§ 本文抜粋
○ ○ ○ ○ ○ ○ ○
近頃は、日本有名某メーカーの箱入りマスクが商店街で1000円以下で販売されている。思わずどこで製造しているのか箱の裏面を見ていたら、隣にいらしたご婦人も同じことを考えていたようで顔を見合せて「やっぱりそうか!」と笑った。
ご婦人は待ち合わせまで時間があるようで、私に話しかけてくれた。とかく私は見ず知らずの人に道を聞かれたり、話しかけられることがよくあるので喜んで束の間お話し相手になった。
「あなたご結婚は?」
ああぁ...この手の話題か、困った。めんどくさいことになりそうだなと思いつつも。
「したいとは思わないです。」
とサラッと返した。ありがちな流れとしてここから、どうして結婚しないのか?結婚はイイモノなのにどうして?と尋問が続くと予想された。
ところが。
「うちの娘双子、どっちも嫁にいかないの。ねぇ、どうしてかしら?私、孫の世話する気満々だったのよ。ほら、私が娘たちを育てた頃は紙オムツなんてこんなになかったから、1日に二層式洗濯機で100枚布オムツ洗ったものよ。乾かないときはアイロンあてるの。今は便利になったものよね。」
ご婦人と2人で店先から、オムツコーナーに目をやったということは言うまでもなく。
聞けばご婦人はこれからその双子の娘さんと待ち合わせて街ブラを楽しまれるとのこと。
そこで私はそのご婦人に一言こういってお別れをした。
「青春してください♪」
ご婦人はすかさず満面の笑顔でこう言ってくれた。
「また会いましょうね!」
グローバル化がすすみ、モノは豊かになってお金さえだせばいろいろ便利なものが手にはいるようになった。日本がモノづくり大国だったのも、もはや過去形となりつつあるように感じる。ご婦人たちの時代にあって今は消えてなくなってしまいそうなココロやキモチのことを思う。
○ ○ ○ ○ ○ ○ ○
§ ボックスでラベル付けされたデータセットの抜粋

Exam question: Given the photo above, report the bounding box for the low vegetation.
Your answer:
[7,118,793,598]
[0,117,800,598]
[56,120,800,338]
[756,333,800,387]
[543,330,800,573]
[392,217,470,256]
○ ○ ○ ○ ○ ○ ○
§ 目的
本文抜粋の「近頃は、日本有名某メーカーの」で始まる段落を、主な事実を残したまま箇条書きにまとめてください。 本文抜粋だけを手がかりにする。

§ 解答
- 日本の有名な某メーカーの箱入りマスクが、商店街で1000円以下で売られている。
- どこで製造されているのか気になり、箱の裏面を見た。
- 隣にいた婦人も同じことを考えていたようだった。
- 二人で顔を見合わせ、「やっぱりそうか!」と笑った。